═════ RECORD SET ═════
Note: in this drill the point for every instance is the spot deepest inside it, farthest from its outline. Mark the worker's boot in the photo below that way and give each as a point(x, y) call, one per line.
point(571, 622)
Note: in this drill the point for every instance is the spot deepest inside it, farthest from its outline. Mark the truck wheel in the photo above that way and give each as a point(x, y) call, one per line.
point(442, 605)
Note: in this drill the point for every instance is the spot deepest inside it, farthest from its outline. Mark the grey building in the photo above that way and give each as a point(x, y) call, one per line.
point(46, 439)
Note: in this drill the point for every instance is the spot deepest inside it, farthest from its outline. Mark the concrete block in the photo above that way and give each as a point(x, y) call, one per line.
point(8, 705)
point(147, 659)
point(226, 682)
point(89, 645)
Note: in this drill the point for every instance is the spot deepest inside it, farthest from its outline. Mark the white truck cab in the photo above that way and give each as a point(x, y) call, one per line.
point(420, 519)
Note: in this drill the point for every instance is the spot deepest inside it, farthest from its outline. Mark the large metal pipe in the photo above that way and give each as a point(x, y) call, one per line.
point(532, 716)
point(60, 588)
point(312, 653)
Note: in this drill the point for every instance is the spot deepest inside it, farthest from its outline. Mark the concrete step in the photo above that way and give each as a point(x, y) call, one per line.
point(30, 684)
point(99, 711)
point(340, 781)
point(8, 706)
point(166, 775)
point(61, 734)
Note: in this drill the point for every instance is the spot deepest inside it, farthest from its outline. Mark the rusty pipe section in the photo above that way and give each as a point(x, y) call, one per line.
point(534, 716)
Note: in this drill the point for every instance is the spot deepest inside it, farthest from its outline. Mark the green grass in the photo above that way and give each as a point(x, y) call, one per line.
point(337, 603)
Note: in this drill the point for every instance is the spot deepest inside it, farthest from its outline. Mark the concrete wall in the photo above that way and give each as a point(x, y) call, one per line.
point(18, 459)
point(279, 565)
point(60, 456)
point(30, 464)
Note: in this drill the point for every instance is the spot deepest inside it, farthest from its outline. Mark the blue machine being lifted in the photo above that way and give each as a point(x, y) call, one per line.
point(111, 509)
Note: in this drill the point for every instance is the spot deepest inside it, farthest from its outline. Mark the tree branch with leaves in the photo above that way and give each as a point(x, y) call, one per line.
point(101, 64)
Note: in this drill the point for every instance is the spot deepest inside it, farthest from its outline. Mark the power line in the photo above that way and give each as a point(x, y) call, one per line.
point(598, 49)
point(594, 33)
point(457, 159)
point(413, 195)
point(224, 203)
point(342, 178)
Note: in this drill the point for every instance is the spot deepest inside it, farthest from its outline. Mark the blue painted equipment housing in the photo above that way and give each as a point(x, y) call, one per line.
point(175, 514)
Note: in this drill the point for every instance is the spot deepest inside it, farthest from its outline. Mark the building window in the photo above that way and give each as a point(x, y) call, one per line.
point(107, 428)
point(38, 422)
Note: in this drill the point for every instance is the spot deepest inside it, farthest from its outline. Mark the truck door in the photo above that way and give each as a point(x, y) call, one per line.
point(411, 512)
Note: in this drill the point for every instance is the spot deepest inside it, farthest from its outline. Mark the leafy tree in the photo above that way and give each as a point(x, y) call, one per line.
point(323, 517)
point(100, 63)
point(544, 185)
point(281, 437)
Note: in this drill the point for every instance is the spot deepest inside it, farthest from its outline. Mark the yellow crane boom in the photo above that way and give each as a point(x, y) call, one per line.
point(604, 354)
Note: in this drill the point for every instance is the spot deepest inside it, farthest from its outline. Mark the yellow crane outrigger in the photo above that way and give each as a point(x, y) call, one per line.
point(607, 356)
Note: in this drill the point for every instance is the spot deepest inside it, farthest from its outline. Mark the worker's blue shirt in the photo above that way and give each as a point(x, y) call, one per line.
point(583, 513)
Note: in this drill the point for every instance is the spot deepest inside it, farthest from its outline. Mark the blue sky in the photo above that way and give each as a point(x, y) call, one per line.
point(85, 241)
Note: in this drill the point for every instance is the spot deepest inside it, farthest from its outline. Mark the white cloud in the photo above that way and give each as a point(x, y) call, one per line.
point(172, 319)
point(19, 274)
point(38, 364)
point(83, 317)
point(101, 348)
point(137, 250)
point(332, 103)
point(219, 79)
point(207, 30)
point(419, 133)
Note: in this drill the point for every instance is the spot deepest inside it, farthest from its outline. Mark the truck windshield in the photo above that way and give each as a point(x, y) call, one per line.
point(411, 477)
═════
**TASK DESCRIPTION**. Copy out all of the records above word for word, changing nothing.

**RESPONSE TO THIS TASK**.
Note: in this drill the point for every instance is the spot deepest inside it, farthest from its outline. Mark the worker's boot in the photo below that way and give each as a point(x, y) call, one per line.
point(571, 622)
Note: in this drill the point for every instance is the spot deepest inside it, farthest from its outline. Mark the truck wheel in the photo above that way and give each as a point(x, y) call, one per line.
point(442, 605)
Note: in this drill the point for every instance is the spot deepest inside it, farthest from its outline. Mark the grey building in the photo above that way and give each as a point(x, y) call, one per line.
point(46, 439)
Note: in this drill the point for every instance is the spot deepest inside it, farthest from its outline. Mark the concrete block in the photo above that way and give each as a point(x, y) call, one per line.
point(8, 705)
point(147, 659)
point(226, 682)
point(89, 645)
Note: in this drill the point for every instance is the spot deepest inside it, farthest from its outline. Mark the white truck cab in the photo above that way and give each as a point(x, y) call, one per line.
point(420, 519)
Note: in this drill the point for every instance is the spot deepest inside it, farthest from its outline. Mark the large metal pipe in the photo above that way and give each as a point(x, y) call, one per line.
point(532, 716)
point(60, 588)
point(312, 653)
Note: in this drill the point for every instance is the spot deepest inside it, farthest from its outline. Mark the concrete step in the photo above that way and give each as a point(x, y) call, one per line.
point(30, 684)
point(99, 711)
point(340, 781)
point(8, 706)
point(166, 775)
point(61, 734)
Note: in this drill the point for every instance is the spot deepest inside it, farthest from its outline. Mark the rusty pipe section in the photo above that way and give each as a point(x, y) call, one per line.
point(534, 716)
Note: in this drill the point for every instance is the spot deepest inside it, farthest from its outline. Mark the green grass in the photo above that way and give each as a point(x, y) call, one per line.
point(337, 603)
Note: in this drill the point for every instance is the spot deepest inside it, farthest from its outline. Mark the concrete wall in the photo above that way and give each as a point(x, y) call, one per line.
point(18, 459)
point(279, 565)
point(60, 456)
point(30, 464)
Note: in this drill the point for every instance is the spot deepest inside it, farthest from its outline. Mark the blue machine being lifted in the photo above that way and give each as a point(x, y) call, one per line.
point(111, 509)
Note: in this drill the point for every instance is the spot deepest inside it, farthest from its outline. Mark the tree branch with leaves in the photo above that way and give each as a point(x, y) call, one per line.
point(101, 64)
Note: in this drill the point for every instance is the spot deepest inside it, farthest from its outline. Mark the power line in the photo above that way and give each as a point(x, y) call, one per line.
point(598, 49)
point(594, 33)
point(457, 159)
point(413, 195)
point(224, 203)
point(342, 178)
Note: in this drill the point for every instance is the spot deepest inside it, farthest from its outline. Mark the blue painted equipment housing in the photo above that way and give each as a point(x, y) call, one per line.
point(175, 514)
Note: in this drill the point for every instance is the spot deepest inside it, farthest from its outline. Mark the building window in the photo above that way and give each as a point(x, y) call, one per line.
point(107, 428)
point(38, 422)
Note: in this drill the point for every instance is the spot deepest inside it, farthest from its outline. Mark the truck door in the photo above that way and give each as a point(x, y) call, one per line.
point(411, 512)
Note: in this drill the point for every instance is the spot deepest inside it, farthest from its outline. Mark the leafy tree in the photo above that way and give each as a point(x, y) call, one per line.
point(323, 517)
point(100, 63)
point(544, 185)
point(281, 437)
Note: in this drill the point for every instance is the spot deepest inside it, farthest from its outline. Mark the yellow crane boom in the photo above that way and give each as a point(x, y) call, one per line.
point(604, 354)
Note: in this drill the point for every instance is the spot deepest inside it, farthest from its outline. Mark the yellow crane outrigger in the photo above that way and give each as a point(x, y) call, one per line.
point(607, 356)
Note: in this drill the point for every instance is the spot deepest inside it, farthest from its outline. Mark the worker's blue shirt in the photo above that way and give each as a point(x, y) call, one per line.
point(583, 513)
Note: in this drill the point for every instance is the spot deepest inside it, farthest from its outline. Mark the blue sky in the photo above that way and give each as a point(x, y) call, one per line.
point(85, 241)
Note: in this drill the point for every instance is the spot deepest inside it, farthest from its outline. Mark the white cloud in the photo above that way and give each as a point(x, y) call, one per line.
point(172, 319)
point(19, 274)
point(38, 364)
point(83, 317)
point(101, 348)
point(137, 250)
point(332, 103)
point(219, 79)
point(207, 30)
point(419, 133)
Note: in this drill the point for every instance is the spot deepest inside it, farthest from its outline. Mark the truck windshield in the photo above that way and give each as a point(x, y) call, one per line.
point(411, 477)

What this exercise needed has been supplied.